§ TASK MATERIAL
==============================
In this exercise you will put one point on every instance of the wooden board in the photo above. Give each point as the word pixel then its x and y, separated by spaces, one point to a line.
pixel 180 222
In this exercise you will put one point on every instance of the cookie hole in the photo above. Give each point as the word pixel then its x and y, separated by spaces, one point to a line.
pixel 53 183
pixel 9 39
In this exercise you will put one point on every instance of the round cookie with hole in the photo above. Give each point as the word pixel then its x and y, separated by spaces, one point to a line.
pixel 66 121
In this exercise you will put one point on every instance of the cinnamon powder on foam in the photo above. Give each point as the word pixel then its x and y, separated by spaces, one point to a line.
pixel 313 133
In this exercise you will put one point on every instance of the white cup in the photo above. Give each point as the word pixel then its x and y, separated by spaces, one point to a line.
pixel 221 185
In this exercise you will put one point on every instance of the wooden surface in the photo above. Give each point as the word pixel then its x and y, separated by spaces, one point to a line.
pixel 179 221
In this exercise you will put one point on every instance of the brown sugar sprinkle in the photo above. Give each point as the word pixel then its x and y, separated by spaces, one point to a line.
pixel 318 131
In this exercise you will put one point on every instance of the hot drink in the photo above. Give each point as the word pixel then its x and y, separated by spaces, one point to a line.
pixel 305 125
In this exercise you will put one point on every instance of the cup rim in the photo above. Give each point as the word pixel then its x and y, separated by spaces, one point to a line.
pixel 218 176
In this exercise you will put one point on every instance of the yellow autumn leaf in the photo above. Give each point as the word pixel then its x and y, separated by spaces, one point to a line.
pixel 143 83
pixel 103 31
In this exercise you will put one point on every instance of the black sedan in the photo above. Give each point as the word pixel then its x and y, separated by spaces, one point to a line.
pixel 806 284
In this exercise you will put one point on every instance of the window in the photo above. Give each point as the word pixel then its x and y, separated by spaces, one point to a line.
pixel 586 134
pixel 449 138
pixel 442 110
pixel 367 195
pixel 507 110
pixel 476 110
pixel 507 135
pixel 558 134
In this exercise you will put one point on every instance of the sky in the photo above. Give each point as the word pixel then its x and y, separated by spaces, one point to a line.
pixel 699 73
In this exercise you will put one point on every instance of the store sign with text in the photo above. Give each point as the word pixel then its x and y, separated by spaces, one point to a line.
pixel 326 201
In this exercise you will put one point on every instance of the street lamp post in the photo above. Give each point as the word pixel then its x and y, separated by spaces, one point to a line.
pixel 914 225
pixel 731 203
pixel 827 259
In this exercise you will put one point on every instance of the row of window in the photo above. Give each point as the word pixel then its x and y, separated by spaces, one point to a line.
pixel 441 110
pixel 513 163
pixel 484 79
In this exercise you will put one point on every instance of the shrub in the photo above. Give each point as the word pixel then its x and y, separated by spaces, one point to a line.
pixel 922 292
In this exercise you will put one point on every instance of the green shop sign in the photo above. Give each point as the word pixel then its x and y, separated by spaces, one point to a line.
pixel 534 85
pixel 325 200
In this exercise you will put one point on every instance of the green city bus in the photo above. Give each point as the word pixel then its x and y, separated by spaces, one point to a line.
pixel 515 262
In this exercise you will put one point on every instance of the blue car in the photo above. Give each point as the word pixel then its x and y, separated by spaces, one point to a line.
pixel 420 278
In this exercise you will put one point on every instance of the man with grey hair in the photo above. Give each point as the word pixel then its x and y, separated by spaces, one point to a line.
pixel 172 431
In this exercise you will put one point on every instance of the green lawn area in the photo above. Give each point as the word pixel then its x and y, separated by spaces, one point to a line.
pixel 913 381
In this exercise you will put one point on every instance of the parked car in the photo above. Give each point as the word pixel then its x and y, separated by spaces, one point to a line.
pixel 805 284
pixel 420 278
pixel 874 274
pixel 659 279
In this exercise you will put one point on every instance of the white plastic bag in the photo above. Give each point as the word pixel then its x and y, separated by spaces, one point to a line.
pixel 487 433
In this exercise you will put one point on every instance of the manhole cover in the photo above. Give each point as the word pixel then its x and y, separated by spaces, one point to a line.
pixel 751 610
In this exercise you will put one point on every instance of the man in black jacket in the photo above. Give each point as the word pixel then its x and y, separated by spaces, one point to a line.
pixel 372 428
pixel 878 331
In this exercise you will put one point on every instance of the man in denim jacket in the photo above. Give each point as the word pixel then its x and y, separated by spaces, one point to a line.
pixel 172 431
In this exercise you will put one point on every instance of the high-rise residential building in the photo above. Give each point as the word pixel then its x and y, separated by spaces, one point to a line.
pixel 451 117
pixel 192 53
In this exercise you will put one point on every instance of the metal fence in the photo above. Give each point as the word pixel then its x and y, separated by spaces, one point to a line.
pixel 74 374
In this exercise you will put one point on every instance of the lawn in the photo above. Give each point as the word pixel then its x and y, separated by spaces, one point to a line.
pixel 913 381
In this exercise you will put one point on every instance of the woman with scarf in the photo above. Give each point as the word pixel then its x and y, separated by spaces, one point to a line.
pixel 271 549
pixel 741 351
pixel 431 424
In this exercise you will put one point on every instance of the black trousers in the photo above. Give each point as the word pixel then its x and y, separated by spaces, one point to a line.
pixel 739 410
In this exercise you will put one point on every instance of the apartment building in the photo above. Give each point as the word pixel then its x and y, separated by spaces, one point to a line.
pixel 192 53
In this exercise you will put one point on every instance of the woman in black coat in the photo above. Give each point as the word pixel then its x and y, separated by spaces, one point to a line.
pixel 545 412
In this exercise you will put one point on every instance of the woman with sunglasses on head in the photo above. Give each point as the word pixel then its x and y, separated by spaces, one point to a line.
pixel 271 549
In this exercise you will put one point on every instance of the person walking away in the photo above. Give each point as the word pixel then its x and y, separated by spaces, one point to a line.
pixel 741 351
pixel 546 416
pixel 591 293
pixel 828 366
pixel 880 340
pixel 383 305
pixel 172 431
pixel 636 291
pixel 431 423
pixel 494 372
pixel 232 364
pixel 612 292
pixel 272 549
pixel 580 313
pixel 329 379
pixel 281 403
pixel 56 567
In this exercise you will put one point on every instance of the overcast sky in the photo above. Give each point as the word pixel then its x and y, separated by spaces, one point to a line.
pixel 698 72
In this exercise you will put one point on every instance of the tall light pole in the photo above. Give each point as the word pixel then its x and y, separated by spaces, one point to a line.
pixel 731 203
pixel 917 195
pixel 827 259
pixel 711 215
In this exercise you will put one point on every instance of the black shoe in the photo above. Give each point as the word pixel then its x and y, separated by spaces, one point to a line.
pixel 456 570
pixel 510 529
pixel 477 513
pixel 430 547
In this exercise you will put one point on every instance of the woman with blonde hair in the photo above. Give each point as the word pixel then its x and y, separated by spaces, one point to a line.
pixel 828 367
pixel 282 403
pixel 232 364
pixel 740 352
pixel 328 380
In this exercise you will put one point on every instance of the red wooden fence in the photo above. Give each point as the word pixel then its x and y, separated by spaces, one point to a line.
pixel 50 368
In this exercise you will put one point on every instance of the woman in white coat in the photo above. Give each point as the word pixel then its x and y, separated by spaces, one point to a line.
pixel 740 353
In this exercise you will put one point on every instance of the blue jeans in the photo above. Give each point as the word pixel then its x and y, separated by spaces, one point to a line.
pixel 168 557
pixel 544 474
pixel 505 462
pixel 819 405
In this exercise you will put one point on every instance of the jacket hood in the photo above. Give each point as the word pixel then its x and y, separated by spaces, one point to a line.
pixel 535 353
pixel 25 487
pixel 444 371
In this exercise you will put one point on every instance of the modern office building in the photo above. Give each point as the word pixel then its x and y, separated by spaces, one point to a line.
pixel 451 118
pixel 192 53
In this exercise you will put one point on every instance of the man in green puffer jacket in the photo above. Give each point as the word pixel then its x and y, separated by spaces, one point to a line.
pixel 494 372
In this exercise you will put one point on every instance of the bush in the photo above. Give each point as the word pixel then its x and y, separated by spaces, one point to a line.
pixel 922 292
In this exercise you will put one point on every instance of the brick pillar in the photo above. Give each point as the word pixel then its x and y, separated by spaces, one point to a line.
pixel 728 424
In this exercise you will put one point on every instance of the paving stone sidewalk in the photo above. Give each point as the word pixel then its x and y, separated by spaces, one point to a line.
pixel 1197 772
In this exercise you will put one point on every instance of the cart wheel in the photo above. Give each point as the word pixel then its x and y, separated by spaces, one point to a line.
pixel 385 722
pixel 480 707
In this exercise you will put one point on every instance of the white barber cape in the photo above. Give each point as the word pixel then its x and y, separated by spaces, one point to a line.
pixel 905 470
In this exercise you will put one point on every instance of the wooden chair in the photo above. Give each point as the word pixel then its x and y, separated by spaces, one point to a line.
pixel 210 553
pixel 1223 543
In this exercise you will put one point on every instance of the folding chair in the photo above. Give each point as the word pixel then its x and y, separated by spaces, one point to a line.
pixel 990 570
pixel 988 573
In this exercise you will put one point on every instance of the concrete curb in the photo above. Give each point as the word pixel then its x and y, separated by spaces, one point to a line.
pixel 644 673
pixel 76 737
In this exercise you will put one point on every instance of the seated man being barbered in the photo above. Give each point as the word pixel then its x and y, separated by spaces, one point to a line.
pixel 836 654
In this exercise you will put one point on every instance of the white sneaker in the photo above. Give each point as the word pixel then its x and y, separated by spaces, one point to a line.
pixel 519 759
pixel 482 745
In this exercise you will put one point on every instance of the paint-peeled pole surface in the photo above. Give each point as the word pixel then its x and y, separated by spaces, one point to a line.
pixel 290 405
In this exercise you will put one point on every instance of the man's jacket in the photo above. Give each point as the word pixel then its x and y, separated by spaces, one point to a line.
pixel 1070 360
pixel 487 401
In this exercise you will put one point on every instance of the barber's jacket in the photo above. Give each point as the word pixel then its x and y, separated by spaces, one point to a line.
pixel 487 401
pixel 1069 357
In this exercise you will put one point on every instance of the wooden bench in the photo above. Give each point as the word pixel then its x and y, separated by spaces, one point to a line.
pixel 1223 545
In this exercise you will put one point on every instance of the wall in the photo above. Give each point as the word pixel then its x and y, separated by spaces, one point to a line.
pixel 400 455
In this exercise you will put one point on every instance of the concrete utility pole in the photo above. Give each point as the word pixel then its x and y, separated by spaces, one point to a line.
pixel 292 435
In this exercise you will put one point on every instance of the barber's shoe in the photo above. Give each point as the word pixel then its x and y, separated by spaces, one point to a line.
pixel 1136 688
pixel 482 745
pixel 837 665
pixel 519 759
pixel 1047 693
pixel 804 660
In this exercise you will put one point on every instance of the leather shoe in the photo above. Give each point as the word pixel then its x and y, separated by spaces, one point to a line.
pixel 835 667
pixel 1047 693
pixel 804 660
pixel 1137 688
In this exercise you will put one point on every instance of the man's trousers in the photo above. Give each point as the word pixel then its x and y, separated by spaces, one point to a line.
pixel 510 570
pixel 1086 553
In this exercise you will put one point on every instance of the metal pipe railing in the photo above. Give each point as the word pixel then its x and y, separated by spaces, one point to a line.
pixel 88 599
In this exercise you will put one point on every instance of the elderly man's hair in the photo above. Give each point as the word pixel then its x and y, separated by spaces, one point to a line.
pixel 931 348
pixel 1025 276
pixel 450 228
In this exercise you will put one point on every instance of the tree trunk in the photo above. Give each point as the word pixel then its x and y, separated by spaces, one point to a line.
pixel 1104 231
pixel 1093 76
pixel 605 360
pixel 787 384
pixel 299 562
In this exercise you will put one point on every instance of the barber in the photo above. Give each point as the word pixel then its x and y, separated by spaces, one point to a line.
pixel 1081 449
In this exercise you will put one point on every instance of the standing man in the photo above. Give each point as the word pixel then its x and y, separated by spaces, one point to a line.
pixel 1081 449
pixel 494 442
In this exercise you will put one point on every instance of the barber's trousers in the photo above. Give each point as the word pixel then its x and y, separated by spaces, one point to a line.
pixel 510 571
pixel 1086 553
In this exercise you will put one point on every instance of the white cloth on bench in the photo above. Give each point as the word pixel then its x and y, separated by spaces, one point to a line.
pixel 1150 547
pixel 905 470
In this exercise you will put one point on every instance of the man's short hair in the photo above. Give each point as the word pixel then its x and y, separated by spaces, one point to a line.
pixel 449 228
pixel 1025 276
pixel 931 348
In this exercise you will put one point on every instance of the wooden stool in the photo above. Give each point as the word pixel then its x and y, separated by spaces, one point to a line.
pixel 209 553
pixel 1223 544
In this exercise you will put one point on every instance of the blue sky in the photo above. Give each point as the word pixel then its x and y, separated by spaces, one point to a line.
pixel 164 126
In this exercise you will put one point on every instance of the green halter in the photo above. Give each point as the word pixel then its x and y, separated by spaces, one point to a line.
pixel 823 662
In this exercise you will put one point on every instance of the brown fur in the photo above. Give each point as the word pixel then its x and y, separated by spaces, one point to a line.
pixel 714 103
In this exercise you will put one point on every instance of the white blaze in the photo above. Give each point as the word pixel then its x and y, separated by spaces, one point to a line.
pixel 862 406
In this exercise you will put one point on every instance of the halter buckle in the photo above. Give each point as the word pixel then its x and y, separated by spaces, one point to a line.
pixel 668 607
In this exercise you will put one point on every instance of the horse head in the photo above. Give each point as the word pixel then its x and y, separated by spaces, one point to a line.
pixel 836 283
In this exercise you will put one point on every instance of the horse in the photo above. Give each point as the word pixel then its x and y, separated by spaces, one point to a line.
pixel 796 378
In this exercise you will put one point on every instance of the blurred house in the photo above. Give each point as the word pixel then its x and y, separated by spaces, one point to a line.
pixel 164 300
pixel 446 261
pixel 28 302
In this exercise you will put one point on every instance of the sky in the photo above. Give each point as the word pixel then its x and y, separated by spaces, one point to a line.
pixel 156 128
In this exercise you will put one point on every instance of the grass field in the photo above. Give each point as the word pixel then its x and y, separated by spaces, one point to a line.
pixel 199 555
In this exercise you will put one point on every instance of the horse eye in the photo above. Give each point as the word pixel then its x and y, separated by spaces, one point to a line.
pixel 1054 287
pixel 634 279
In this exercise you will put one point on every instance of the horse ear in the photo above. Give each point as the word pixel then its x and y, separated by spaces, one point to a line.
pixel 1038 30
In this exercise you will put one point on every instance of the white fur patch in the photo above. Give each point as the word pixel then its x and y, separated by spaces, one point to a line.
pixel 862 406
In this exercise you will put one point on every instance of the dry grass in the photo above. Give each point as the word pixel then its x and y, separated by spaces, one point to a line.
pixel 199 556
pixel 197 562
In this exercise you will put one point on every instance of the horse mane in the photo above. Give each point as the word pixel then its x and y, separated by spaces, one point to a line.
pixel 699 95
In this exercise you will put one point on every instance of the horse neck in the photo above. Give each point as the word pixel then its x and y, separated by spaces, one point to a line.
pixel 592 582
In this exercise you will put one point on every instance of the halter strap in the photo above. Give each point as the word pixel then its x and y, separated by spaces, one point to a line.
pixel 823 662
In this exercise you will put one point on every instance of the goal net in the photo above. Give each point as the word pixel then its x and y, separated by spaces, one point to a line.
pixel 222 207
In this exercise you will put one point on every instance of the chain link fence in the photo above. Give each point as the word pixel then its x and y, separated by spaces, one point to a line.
==============================
§ REQUIRED TASK
Duplicate the lines of the records that begin with the line containing "the green shop" and continue through the line containing "pixel 878 331", both included, and give only those lines, unchanged.

§ TASK RESPONSE
In this exercise you will put one point on every instance of the green shop sign in the photo above. Give each point as the word pixel then its x and y, separated by spaces, one point to a line.
pixel 534 85
pixel 325 200
In this exercise you will put one point on every instance of the green city bus in the photo above. Give each point as the word pixel then its x and y, separated by spaces, one point to a line.
pixel 515 262
In this exercise you will put one point on every instance of the blue car in the photo above. Give each point as the word pixel then its x and y, separated by spaces, one point to a line.
pixel 420 278
In this exercise you will put one point on every instance of the man with grey hair in the photo above. Give each point as the word pixel then its x and y, separated by spaces, one point to a line.
pixel 172 431
In this exercise you will put one point on every instance of the green lawn area in the photo above. Give each point as the word pixel then its x and y, separated by spaces, one point to a line.
pixel 913 381
In this exercise you will put one point on every instance of the parked car in the photo above. Give each point as the word pixel then its x and y, separated by spaces, one point to a line.
pixel 805 284
pixel 420 278
pixel 874 274
pixel 659 279
In this exercise you will put one point on every instance of the white plastic bag in the photo above. Give each point as the word pixel then its x and y, separated by spaces, one point to a line.
pixel 487 433
In this exercise you will put one point on every instance of the manhole cover in the photo above. Give each point as the word pixel then its x and y, separated by spaces, one point to a line.
pixel 751 610
In this exercise you will put one point on every instance of the man in black jacket in the photo above. Give each point as the word pixel then its x and y, separated by spaces, one point to a line.
pixel 372 428
pixel 878 331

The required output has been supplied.